If H follows Assumption 1 with $\varLambda _{ TV}$ and constant B, and $D_i$’s are discrete distributions with finite support S, then Algorithm 3 satisfies that: Eq. (3) holds with $n_H(\delta , \varDelta ) = {B^2\over \varDelta ^2}(\log {1\over \delta } + {|S|\over 2})$, and Eq. (4) holds with $\varDelta _H(\delta ,n) = B\sqrt{\log {1\over \delta }\over 2n} + B\sqrt{|S| \over 4n}$.

Proof

From Theorem 2 in Berend and Kontorovich (2012), we know that for any $\epsilon \ge \sqrt{|S|\over 4n}$,

$$\begin{aligned} \Pr [\varLambda _{ TV}(\mathbf{p} , D) \ge \epsilon ] \le \exp \left( -2n\left( \epsilon - \sqrt{|S|\over 4n}\right) ^2\right) , \end{aligned}$$

where n is the number of observations.

Set $\delta = \exp \left( -2n\left( \epsilon - \sqrt{|S|\over 4n}\right) ^2\right)$, we can find out that $\epsilon = \sqrt{\log {1\over \delta }\over 2n} + \sqrt{|S| \over 4n}$, which means that Eq. (4) holds with $\varDelta _H(\delta ,n) = B\sqrt{\log {1\over \delta }\over 2n} + B\sqrt{|S| \over 4n}$.

- **Record list**

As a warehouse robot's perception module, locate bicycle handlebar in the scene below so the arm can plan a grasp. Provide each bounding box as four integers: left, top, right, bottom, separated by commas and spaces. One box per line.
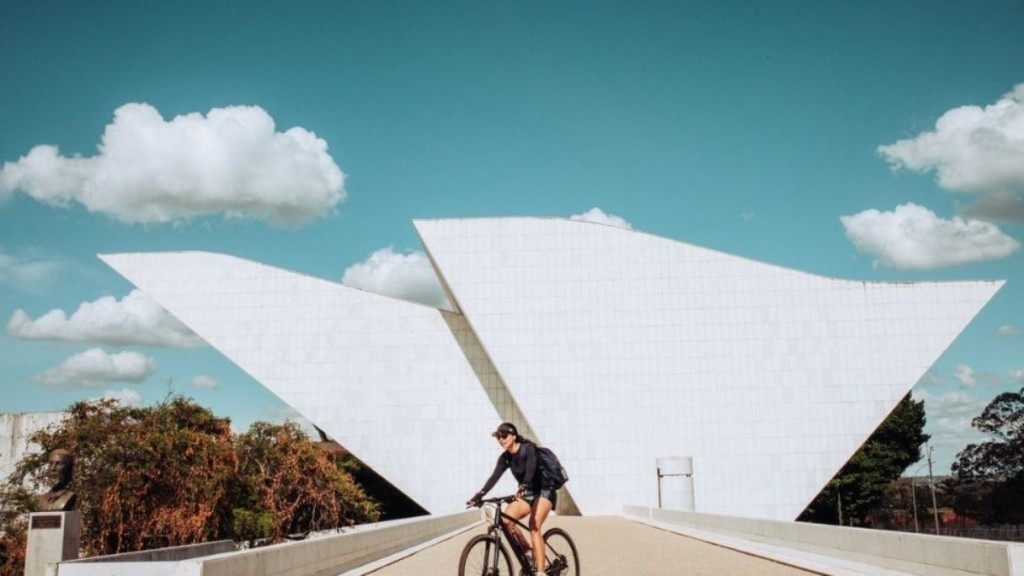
466, 494, 517, 508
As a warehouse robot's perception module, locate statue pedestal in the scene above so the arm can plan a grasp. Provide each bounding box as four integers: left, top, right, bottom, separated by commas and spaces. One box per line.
25, 510, 82, 576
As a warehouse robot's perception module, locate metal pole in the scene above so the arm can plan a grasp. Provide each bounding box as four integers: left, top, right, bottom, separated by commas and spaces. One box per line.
910, 476, 921, 532
928, 446, 939, 536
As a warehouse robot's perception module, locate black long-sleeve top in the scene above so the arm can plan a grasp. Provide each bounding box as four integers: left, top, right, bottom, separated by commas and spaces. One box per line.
480, 442, 541, 494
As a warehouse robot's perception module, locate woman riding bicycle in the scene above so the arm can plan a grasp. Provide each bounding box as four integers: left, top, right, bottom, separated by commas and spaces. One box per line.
467, 422, 558, 576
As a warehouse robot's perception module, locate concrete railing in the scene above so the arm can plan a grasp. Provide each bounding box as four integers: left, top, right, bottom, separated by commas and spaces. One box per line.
623, 506, 1024, 576
53, 510, 480, 576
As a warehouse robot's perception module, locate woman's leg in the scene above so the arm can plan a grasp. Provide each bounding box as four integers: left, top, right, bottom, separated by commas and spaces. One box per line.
529, 496, 551, 573
505, 498, 529, 548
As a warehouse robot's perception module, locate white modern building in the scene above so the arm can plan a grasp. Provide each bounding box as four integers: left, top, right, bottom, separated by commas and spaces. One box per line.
101, 218, 1002, 520
0, 412, 66, 482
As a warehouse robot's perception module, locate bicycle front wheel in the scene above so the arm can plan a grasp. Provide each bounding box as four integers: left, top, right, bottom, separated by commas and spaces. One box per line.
544, 528, 580, 576
459, 534, 512, 576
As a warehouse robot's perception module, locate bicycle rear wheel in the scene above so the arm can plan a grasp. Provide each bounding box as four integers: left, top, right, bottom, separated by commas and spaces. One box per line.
544, 528, 580, 576
459, 534, 512, 576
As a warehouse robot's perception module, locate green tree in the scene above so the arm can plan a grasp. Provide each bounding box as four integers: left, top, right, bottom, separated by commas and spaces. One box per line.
797, 394, 929, 525
952, 388, 1024, 524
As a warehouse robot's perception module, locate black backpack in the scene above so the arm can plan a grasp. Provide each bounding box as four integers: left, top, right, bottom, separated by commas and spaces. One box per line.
537, 446, 569, 490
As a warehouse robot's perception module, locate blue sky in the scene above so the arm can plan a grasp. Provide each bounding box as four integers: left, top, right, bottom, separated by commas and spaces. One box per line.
0, 0, 1024, 472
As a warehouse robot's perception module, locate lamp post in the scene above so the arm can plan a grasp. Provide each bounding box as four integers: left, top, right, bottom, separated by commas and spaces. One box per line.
910, 446, 939, 536
910, 473, 922, 532
928, 446, 939, 536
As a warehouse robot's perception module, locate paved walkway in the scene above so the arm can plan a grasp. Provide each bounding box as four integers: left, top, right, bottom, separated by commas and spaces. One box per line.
356, 517, 814, 576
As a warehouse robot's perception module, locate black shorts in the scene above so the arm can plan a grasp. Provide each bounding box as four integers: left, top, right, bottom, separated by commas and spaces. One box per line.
522, 488, 558, 509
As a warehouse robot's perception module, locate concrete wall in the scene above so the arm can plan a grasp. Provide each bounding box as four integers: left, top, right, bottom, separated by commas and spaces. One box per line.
0, 412, 65, 480
623, 506, 1024, 576
54, 510, 479, 576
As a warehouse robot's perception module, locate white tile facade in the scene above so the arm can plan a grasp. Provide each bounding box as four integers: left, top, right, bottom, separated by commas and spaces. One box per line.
103, 218, 1001, 520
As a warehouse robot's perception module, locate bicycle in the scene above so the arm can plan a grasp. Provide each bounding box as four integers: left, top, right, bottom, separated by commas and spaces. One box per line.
459, 496, 580, 576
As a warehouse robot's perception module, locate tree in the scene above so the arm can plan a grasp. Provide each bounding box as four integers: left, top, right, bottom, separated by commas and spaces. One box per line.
953, 388, 1024, 479
6, 398, 238, 554
0, 397, 377, 565
952, 388, 1024, 524
232, 422, 379, 543
797, 394, 929, 525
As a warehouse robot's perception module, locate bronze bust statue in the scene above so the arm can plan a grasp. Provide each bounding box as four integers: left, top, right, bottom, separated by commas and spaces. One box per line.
37, 448, 78, 511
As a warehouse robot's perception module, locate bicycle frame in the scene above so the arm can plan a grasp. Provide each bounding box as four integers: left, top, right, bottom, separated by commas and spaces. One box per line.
480, 495, 534, 573
459, 496, 580, 576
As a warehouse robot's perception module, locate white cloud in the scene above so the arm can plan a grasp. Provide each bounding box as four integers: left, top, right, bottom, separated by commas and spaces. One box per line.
995, 324, 1021, 336
1010, 367, 1024, 384
0, 248, 62, 292
569, 206, 633, 230
905, 389, 988, 476
7, 290, 205, 347
878, 84, 1024, 192
0, 104, 345, 225
953, 364, 976, 386
96, 388, 142, 406
341, 247, 452, 310
840, 204, 1020, 270
193, 375, 220, 389
32, 348, 157, 389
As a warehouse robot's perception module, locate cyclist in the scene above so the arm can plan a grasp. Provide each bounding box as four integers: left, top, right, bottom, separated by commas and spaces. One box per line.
467, 422, 558, 576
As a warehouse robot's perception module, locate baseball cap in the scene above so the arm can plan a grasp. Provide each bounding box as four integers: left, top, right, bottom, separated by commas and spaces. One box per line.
490, 422, 519, 438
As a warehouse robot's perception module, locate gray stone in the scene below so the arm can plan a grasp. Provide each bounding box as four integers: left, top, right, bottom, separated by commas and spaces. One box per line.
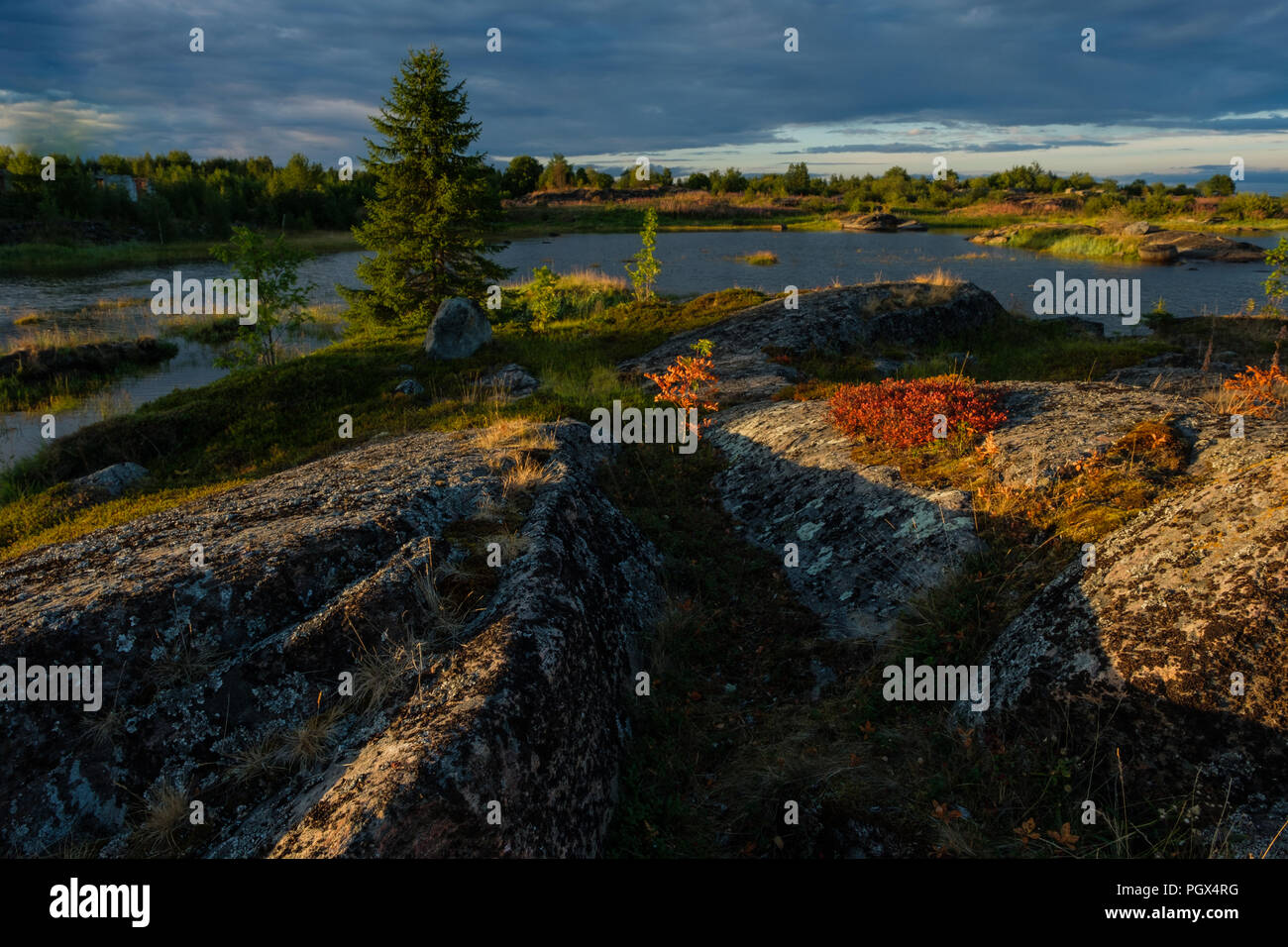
425, 296, 492, 359
480, 362, 541, 401
0, 421, 661, 857
618, 282, 1005, 403
707, 401, 980, 639
957, 454, 1288, 815
69, 462, 149, 500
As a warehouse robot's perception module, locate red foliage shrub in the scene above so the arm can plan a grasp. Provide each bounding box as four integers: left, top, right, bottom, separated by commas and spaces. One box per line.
828, 374, 1006, 447
644, 339, 720, 433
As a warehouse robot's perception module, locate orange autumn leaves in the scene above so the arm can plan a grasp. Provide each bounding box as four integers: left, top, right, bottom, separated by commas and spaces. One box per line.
1223, 361, 1288, 417
829, 374, 1006, 449
644, 339, 720, 433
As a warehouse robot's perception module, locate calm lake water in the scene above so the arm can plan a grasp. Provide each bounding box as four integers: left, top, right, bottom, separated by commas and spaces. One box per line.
0, 231, 1279, 466
0, 231, 1279, 336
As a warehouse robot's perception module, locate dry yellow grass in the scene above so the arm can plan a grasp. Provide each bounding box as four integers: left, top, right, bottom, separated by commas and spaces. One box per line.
134, 784, 188, 854
501, 455, 555, 498
912, 266, 965, 286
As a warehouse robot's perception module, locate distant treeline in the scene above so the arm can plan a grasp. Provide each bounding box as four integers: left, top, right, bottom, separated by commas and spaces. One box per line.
0, 146, 374, 240
0, 146, 1288, 241
501, 155, 1288, 219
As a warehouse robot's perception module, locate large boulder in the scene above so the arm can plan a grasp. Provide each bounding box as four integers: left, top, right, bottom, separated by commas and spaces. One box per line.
0, 421, 660, 857
618, 282, 1005, 403
68, 462, 149, 501
992, 381, 1215, 485
708, 401, 980, 639
958, 453, 1288, 824
425, 296, 492, 359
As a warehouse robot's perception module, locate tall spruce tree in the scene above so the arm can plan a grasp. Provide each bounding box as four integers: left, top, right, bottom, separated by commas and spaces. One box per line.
336, 48, 511, 329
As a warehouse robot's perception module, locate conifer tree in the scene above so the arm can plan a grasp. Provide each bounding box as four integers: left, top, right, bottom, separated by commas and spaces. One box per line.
336, 48, 510, 329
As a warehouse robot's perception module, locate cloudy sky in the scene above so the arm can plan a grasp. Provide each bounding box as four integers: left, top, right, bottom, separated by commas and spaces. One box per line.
0, 0, 1288, 193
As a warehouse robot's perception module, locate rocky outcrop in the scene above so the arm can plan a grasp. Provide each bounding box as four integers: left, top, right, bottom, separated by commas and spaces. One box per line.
993, 381, 1214, 485
708, 401, 980, 639
841, 214, 915, 233
969, 222, 1265, 263
967, 222, 1100, 246
0, 421, 658, 857
961, 454, 1288, 814
1140, 231, 1266, 263
425, 296, 492, 359
618, 282, 1004, 403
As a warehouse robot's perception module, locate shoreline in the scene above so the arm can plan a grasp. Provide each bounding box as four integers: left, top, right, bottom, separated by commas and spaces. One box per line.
0, 207, 1288, 277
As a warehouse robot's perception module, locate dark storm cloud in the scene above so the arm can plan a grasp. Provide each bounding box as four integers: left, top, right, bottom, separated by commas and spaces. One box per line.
774, 138, 1122, 155
0, 0, 1288, 163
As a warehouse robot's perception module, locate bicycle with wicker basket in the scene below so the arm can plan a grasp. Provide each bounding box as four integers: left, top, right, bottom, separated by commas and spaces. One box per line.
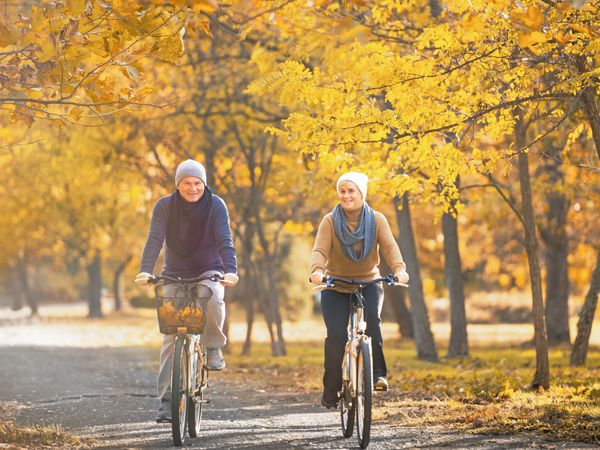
148, 274, 223, 446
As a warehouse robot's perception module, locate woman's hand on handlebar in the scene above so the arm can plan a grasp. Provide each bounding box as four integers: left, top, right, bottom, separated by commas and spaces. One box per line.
394, 270, 409, 284
310, 272, 324, 284
221, 273, 240, 286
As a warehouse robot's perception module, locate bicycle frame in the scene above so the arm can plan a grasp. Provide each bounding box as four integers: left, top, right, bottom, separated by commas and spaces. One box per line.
149, 274, 223, 446
342, 288, 371, 398
322, 274, 404, 448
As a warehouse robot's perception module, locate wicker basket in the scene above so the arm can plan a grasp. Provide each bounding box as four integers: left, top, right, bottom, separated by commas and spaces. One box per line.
156, 287, 206, 334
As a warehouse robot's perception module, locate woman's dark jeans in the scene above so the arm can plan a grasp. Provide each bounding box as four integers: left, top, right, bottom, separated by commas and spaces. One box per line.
321, 284, 387, 401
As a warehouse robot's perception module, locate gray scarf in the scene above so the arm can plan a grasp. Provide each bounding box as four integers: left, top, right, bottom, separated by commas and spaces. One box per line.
332, 202, 375, 262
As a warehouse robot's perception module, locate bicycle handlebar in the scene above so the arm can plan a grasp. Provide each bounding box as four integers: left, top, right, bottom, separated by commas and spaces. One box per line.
148, 273, 225, 284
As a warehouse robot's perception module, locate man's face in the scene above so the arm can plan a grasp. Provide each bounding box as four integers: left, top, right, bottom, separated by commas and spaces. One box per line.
177, 177, 204, 203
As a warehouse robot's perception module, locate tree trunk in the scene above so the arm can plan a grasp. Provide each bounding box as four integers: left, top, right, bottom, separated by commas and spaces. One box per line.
540, 139, 571, 345
571, 57, 600, 365
113, 256, 133, 311
571, 250, 600, 366
381, 259, 415, 339
395, 193, 438, 361
442, 200, 469, 358
15, 255, 38, 316
87, 252, 104, 318
267, 266, 287, 356
515, 120, 550, 389
8, 266, 23, 311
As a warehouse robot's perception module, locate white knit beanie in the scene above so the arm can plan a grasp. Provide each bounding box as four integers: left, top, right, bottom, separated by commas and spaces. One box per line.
175, 159, 206, 187
335, 172, 369, 201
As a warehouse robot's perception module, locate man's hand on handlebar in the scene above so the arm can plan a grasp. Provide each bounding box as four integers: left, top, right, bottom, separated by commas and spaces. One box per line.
394, 270, 409, 284
133, 272, 152, 286
310, 272, 324, 285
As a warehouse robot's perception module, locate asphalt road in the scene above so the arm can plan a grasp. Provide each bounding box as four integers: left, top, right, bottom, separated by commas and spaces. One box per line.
0, 323, 594, 449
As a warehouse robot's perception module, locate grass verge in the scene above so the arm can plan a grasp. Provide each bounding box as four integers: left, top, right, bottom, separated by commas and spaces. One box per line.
0, 419, 91, 449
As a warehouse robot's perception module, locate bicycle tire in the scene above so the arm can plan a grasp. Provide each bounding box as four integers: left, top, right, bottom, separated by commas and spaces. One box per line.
356, 338, 373, 448
188, 345, 208, 437
340, 387, 356, 438
171, 336, 189, 446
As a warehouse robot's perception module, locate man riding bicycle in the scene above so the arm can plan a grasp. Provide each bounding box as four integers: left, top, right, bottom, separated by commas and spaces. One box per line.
135, 159, 238, 422
310, 172, 408, 408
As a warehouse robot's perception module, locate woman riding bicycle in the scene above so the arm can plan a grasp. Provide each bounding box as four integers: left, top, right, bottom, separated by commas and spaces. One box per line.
135, 159, 238, 421
310, 172, 408, 408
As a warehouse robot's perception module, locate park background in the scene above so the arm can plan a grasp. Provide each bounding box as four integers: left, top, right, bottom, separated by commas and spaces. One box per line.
0, 0, 600, 443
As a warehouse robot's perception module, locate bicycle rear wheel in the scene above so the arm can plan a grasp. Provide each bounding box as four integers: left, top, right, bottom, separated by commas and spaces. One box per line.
188, 344, 208, 437
171, 336, 189, 446
355, 338, 373, 448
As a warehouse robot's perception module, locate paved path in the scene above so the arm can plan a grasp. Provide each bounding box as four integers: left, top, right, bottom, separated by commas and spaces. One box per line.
0, 323, 593, 449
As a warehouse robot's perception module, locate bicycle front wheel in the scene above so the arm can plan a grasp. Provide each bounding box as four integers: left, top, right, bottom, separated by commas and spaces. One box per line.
356, 338, 373, 448
340, 386, 356, 438
188, 344, 208, 437
171, 336, 189, 446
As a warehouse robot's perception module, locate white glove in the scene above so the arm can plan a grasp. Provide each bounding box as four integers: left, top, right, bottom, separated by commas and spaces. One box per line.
133, 272, 152, 286
394, 270, 409, 284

- **Problem set**
- a) Answer these questions using the Algorithm 3 excerpt, one line each:
(i) Which theorem from which publication does the proof cite?
(ii) What does n stand for?
(iii) What kind of distributions are the D_i's assumed to be?
- b) List every item in the Algorithm 3 excerpt that is referred to by a numbered label, such as an assumption, algorithm, equation or theorem.
- c) Continue the Algorithm 3 excerpt after its final sentence.

- **Per-task outputs**
- a)
(i) Theorem 2 in Berend and Kontorovich (2012)
(ii) The number of observations
(iii) Discrete distributions with finite support S

- b)
Assumption 1
Algorithm 3
Eq. (3)
Eq. (4)
Theorem 2 (in Berend and Kontorovich, 2012)

- c)
On the other hand, we can get $n \le {1\over \epsilon ^2}(\log {1\over \delta } + {|S|\over 2})$, which means that $n_H(\delta , \varDelta ) = {B^2\over \varDelta ^2}(\log {1\over \delta } + {|S|\over 2})$ is enough to make Eq. (3) hold. $\square$

By Theorem 1, we have the following corollary.

Corollary 1

With $\varDelta _H(\delta ,n), n_H(\delta , \varDelta )$ set as in Theorem 1, using Algorithm 3 in the elimination framework has sample complexity $O(\sum _{i=1}^m {B^2\over \varDelta _i^2} (\log {m\over \delta }+\log \log {1\over \varDelta _i})+ \sum _{i=1}^m {B^2|S| \over \varDelta _i^2})$, and using Algorithm 3 in the LUCB framework has sample complexity $O(B^2h \log {Bh\over \delta } + \sum _{i=1}^m {B^2|S| \over \varDelta _i^2})$, where $h = \sum _{i=1}^m {1\over \varDelta _i^2}$.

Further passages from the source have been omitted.